>> Begin Record list

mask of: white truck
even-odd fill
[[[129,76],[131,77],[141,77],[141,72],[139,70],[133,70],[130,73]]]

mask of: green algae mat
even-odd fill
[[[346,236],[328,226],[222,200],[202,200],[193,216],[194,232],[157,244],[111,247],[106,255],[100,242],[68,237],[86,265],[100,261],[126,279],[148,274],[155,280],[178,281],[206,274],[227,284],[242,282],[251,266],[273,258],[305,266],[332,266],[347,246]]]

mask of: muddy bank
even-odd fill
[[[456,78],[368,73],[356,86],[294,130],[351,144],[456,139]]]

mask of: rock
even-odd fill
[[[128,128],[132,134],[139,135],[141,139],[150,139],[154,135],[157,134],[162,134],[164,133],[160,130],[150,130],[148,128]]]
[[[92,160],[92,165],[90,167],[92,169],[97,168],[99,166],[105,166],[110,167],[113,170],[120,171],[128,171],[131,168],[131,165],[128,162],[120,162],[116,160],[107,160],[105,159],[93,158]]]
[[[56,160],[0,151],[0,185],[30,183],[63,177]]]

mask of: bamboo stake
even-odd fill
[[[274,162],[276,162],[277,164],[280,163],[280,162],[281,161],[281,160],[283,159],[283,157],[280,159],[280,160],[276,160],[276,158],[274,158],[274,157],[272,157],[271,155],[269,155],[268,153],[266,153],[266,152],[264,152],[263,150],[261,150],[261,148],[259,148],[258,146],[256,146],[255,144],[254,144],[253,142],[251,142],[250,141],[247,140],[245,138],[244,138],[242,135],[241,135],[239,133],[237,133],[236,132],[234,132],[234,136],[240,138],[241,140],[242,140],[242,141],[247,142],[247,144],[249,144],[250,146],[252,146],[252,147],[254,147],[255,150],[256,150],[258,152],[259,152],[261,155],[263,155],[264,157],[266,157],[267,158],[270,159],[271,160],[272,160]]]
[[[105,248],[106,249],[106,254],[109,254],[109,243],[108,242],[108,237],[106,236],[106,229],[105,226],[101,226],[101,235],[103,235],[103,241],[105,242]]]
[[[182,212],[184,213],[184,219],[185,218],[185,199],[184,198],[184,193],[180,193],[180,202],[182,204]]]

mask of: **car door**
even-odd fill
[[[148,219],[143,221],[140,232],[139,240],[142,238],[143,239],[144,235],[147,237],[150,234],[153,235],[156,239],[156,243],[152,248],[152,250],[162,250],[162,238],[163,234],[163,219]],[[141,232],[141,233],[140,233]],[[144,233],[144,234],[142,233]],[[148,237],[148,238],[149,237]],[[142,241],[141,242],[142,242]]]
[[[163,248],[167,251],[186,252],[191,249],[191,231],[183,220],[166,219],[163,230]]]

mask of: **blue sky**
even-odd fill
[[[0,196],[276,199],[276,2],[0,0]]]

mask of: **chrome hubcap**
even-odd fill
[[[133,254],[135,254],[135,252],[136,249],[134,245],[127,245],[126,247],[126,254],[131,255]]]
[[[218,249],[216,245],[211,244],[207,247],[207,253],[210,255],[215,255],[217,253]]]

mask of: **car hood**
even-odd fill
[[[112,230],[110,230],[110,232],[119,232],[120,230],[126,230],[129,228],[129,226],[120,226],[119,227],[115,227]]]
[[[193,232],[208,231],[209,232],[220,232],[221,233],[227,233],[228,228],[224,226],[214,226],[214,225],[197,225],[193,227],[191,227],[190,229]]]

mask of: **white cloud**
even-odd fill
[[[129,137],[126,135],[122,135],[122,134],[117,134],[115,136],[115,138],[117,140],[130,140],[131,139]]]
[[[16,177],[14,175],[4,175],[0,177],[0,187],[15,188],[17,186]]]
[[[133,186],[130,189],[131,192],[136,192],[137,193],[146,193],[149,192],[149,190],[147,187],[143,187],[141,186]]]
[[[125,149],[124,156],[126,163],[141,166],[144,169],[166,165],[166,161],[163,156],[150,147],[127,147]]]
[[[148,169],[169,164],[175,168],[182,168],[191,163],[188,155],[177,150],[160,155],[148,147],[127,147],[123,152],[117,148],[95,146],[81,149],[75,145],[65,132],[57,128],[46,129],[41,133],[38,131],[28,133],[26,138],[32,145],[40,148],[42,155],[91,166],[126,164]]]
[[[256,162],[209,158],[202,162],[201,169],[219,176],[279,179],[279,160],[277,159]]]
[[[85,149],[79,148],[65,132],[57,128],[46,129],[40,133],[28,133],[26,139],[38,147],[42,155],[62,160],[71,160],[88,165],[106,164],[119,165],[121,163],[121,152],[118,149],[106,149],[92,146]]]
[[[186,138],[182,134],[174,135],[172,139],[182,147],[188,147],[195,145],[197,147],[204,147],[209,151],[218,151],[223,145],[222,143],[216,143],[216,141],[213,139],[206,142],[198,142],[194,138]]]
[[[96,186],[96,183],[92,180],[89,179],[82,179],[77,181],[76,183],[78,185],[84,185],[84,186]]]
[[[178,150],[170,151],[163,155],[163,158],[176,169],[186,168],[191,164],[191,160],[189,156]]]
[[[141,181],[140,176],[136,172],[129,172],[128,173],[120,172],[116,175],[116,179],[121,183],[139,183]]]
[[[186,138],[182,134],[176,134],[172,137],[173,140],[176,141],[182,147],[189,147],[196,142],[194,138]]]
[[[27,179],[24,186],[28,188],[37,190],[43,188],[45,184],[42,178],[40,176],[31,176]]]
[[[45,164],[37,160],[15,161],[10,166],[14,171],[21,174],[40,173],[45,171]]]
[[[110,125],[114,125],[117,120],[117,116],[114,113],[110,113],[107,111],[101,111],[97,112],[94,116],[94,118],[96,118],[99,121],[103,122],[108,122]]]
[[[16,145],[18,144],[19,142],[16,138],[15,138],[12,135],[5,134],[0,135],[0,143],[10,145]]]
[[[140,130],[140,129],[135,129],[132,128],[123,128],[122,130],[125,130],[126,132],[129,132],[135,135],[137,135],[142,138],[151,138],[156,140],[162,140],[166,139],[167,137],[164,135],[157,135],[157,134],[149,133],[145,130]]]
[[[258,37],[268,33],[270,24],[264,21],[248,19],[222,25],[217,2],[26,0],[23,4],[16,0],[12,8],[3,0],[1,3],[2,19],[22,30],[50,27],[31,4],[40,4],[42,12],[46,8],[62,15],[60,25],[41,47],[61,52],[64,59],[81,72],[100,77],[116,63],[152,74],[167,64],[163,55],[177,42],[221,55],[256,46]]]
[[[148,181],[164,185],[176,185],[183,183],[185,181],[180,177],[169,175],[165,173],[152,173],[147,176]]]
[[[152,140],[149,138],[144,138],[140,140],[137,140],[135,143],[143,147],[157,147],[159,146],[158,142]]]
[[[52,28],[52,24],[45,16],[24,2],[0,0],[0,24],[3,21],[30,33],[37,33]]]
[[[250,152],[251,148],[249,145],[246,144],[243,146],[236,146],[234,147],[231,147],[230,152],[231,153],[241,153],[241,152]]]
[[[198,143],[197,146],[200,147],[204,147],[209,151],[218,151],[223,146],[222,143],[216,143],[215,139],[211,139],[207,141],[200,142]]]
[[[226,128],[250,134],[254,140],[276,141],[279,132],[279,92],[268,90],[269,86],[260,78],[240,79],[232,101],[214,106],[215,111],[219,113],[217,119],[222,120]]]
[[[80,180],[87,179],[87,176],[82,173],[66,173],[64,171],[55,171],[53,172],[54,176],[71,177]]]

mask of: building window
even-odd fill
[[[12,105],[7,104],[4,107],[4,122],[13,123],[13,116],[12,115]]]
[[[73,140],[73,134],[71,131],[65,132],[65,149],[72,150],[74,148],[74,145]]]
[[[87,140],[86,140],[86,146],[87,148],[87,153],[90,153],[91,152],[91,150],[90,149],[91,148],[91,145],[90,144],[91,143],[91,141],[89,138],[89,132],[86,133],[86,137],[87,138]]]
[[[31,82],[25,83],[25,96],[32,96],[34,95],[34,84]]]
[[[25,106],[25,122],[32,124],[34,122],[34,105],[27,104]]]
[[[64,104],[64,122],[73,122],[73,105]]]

>> End Record list

▸ **Instructions to follow**: Starting with the line that contains "mask of: building window", return each line through the last one of the data above, exactly as written and nothing more.

▸ **Response to the task**:
mask of: building window
even-odd fill
[[[12,105],[7,104],[4,107],[4,122],[13,123],[13,116],[12,115]]]
[[[73,140],[73,134],[71,131],[65,132],[65,149],[72,150],[74,148],[74,145]]]
[[[87,140],[86,140],[86,146],[87,148],[87,153],[90,153],[91,152],[91,150],[90,149],[91,148],[91,145],[90,144],[91,143],[91,141],[89,138],[89,132],[86,133],[86,137],[87,138]]]
[[[31,82],[25,83],[25,96],[32,96],[34,95],[34,84]]]
[[[25,106],[25,122],[32,124],[34,122],[34,105],[27,104]]]
[[[64,104],[64,122],[73,122],[73,105]]]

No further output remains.